# Set exercise
Leaving out the pictures, transcribe all of the records faithfully.

# Record list
<<<<

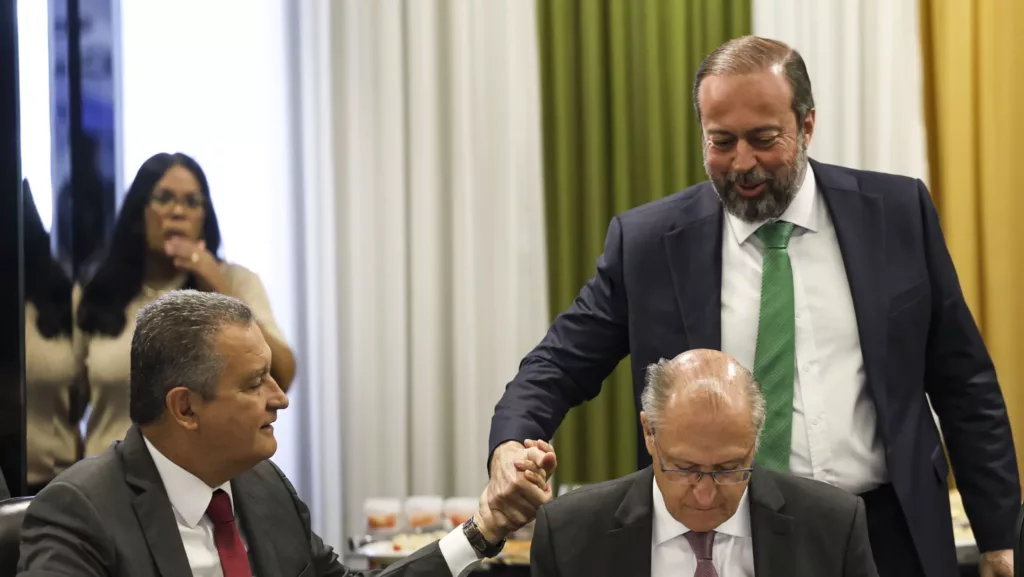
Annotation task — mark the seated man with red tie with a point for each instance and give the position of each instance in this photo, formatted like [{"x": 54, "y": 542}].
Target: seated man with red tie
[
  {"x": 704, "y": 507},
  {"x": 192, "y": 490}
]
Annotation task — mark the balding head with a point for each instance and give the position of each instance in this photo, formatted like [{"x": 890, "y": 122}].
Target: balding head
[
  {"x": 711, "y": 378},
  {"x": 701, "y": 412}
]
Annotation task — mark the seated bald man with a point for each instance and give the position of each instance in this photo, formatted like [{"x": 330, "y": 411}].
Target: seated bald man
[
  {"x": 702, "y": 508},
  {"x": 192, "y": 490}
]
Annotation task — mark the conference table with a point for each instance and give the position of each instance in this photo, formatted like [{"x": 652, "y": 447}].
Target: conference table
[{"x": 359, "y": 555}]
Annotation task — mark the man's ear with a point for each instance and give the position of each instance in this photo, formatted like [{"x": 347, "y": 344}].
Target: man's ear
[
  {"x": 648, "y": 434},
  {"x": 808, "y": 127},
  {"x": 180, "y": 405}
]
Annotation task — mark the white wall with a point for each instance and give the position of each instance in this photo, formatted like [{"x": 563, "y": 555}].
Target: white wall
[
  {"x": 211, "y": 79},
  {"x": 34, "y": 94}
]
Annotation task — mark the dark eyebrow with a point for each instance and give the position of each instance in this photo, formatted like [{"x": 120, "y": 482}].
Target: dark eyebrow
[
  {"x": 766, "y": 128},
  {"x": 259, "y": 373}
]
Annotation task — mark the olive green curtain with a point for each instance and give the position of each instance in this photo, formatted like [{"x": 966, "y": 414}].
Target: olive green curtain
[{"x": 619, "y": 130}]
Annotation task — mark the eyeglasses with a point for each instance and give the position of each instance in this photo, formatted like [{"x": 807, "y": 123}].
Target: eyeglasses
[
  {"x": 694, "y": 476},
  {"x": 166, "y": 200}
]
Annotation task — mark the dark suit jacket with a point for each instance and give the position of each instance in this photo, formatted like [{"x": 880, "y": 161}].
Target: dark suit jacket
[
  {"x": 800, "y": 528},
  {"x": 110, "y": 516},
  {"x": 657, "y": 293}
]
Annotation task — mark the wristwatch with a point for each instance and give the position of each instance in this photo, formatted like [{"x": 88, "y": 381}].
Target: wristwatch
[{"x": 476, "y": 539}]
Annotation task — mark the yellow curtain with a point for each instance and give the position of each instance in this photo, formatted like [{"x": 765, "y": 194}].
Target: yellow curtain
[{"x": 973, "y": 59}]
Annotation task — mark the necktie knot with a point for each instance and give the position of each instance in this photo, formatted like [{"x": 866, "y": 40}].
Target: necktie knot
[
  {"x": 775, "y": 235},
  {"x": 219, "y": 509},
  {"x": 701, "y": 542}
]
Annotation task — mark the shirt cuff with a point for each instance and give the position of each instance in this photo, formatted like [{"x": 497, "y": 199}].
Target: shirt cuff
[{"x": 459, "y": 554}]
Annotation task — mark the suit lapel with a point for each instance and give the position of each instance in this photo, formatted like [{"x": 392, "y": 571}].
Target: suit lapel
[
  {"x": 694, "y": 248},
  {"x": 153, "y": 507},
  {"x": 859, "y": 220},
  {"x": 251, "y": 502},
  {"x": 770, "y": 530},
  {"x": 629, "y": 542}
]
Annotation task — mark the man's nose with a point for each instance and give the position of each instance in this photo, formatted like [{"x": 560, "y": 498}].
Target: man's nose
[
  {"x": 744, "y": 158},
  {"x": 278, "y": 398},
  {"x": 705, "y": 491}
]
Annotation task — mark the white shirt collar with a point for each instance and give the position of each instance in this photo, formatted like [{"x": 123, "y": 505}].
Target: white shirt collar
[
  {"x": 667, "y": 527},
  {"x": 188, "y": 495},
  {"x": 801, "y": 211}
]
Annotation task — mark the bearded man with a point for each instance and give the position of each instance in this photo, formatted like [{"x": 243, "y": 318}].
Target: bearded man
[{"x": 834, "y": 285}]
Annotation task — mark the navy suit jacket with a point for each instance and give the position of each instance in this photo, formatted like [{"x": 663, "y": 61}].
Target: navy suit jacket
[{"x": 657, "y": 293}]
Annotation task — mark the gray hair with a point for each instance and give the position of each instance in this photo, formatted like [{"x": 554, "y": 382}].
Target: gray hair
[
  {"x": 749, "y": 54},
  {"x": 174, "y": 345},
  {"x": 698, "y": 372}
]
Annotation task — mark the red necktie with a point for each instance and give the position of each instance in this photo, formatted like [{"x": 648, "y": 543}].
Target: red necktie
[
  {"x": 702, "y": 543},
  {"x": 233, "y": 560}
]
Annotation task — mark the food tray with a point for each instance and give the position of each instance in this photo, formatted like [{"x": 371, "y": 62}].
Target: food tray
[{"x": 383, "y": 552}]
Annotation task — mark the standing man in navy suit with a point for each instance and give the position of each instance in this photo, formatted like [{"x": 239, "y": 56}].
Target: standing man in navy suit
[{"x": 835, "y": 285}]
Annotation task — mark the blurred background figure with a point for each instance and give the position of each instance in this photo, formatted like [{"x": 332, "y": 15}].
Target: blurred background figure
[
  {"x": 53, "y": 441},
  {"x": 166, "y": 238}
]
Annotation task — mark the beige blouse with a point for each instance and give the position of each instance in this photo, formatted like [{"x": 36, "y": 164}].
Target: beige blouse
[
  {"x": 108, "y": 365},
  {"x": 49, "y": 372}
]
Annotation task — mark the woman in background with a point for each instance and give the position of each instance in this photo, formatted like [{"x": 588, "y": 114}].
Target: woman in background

>>>>

# Exercise output
Annotation task — mark the seated man with red tie with a point for each instance and give the position of each instance in this photo, formatted like [{"x": 54, "y": 542}].
Target: seated man with red tie
[
  {"x": 704, "y": 507},
  {"x": 192, "y": 490}
]
Annotation task — mark the balding head with a point for each instance and give the position of each instance in this photo, formatted like [{"x": 890, "y": 122}].
Target: balding head
[
  {"x": 711, "y": 378},
  {"x": 701, "y": 412}
]
Annotation task — mark the seated bald man with a point for each instance and give the position of each instance in this photo, formatted like [{"x": 330, "y": 411}].
Target: seated bald man
[
  {"x": 702, "y": 508},
  {"x": 192, "y": 490}
]
Annotation task — mark the conference table with a point for each instance and give the position of each instance in this photo, formatted like [{"x": 652, "y": 447}].
Target: conference table
[{"x": 359, "y": 555}]
Annotation task — mark the man's ear with a point for each instance and give the position of each instance in this photo, formatted like [{"x": 347, "y": 344}].
Target: man's ear
[
  {"x": 648, "y": 434},
  {"x": 808, "y": 127},
  {"x": 180, "y": 405}
]
Annotation task — mark the white wall with a point for each instance and give the position of each instance in this photo, formatted like [{"x": 563, "y": 555}].
Target: white wall
[
  {"x": 211, "y": 79},
  {"x": 34, "y": 94}
]
Annotation task — mark the dark eyebrow with a point for each instance and give the position of each instance in this photo, formatted like [{"x": 120, "y": 482}].
Target: dark eyebrow
[
  {"x": 766, "y": 128},
  {"x": 259, "y": 373}
]
Annotation task — mark the olive green curtain with a point for each instance and give the position of each instance in this photo, formatted like [{"x": 966, "y": 414}].
Target: olive green curtain
[{"x": 619, "y": 130}]
Annotation task — mark the eyeglasses with a point for each instance and give the position of each instance in this photo, formatted like [{"x": 807, "y": 123}].
Target: eyeglasses
[
  {"x": 694, "y": 476},
  {"x": 166, "y": 200}
]
Annotation task — mark the dark suit jacket with a point for each instance and give the position of each instance in this photo, formatted like [{"x": 880, "y": 161}].
Target: dark suit jacket
[
  {"x": 800, "y": 528},
  {"x": 110, "y": 516},
  {"x": 657, "y": 293}
]
Annotation task — mark the wristwatch with a point for each instance and give the position of each instance in this photo, formatted like [{"x": 88, "y": 381}].
Target: wristwatch
[{"x": 476, "y": 539}]
Annotation task — mark the yellow curtain with a point for each instance and give the position of each instance in this photo, formatted like [{"x": 765, "y": 194}].
Target: yellow curtain
[{"x": 973, "y": 59}]
Annotation task — mark the necktie knot with a point for each instance and give the position of each instance in this photo, formatted like [{"x": 866, "y": 40}].
Target: necktie knot
[
  {"x": 775, "y": 235},
  {"x": 219, "y": 509},
  {"x": 701, "y": 542}
]
Annotation task — mark the shirt cuff with a point for each instance and give the position of each instance in this photo, formatted like [{"x": 497, "y": 199}].
Target: shirt cuff
[{"x": 459, "y": 554}]
Annotation task — mark the suit lapel with a point for each instance and give the position of each instance in this photo, formatted like [{"x": 392, "y": 571}].
Target: suit lapel
[
  {"x": 694, "y": 248},
  {"x": 153, "y": 507},
  {"x": 859, "y": 220},
  {"x": 251, "y": 502},
  {"x": 770, "y": 530},
  {"x": 629, "y": 542}
]
Annotation task — mark the man's nose with a point for each instance and give the position of each instance in this photo, formatted like [{"x": 560, "y": 498}].
Target: man's nose
[
  {"x": 744, "y": 158},
  {"x": 278, "y": 398},
  {"x": 705, "y": 491}
]
Annotation task — mark the white shirt collar with a point for each instance and give the position of each instance in this photo, formatted like [{"x": 123, "y": 505}].
Target: white shirt collar
[
  {"x": 667, "y": 527},
  {"x": 188, "y": 495},
  {"x": 801, "y": 211}
]
Annotation task — mark the bearded man with a point for each instance and give the position of each instance in this photo, formatted like [{"x": 243, "y": 318}].
Target: bearded man
[{"x": 834, "y": 285}]
Annotation task — mark the navy suit jacket with a point for each instance and give the position of each instance in this photo, formatted like [{"x": 663, "y": 61}].
Target: navy suit jacket
[{"x": 657, "y": 293}]
Annotation task — mark the gray hair with a point for each instance and give the position of each instance in this photo, formatted like [{"x": 554, "y": 382}].
Target: gray hair
[
  {"x": 749, "y": 54},
  {"x": 174, "y": 345},
  {"x": 698, "y": 372}
]
Annotation task — mark the red necktie with a point for each instance and give the position of each instance in this photo, formatted like [{"x": 648, "y": 543}].
Target: red necktie
[
  {"x": 702, "y": 543},
  {"x": 233, "y": 560}
]
Annotation task — mark the food tray with a point for each instance and give the position of each instance in this photo, formatted like [{"x": 371, "y": 62}].
Target: food tray
[{"x": 383, "y": 552}]
Annotation task — mark the standing man in navy suit with a point for each instance and give the position of each instance in this photo, formatted like [{"x": 239, "y": 56}].
Target: standing man in navy suit
[{"x": 835, "y": 285}]
Annotation task — mark the blurred background figure with a point for each instance and give the position of each instance in this photo, formatted like [{"x": 332, "y": 15}].
Target: blurred background figure
[
  {"x": 53, "y": 441},
  {"x": 166, "y": 238}
]
Annotation task — mark the beige blouse with a point for each instance and give the position of each instance in this photo, formatted like [{"x": 36, "y": 164}].
Target: beige blouse
[
  {"x": 108, "y": 365},
  {"x": 49, "y": 372}
]
Annotation task — mark the woman in background with a point for each instance and give the position of each instance in this photo, formatted like [{"x": 588, "y": 114}].
Target: woman in background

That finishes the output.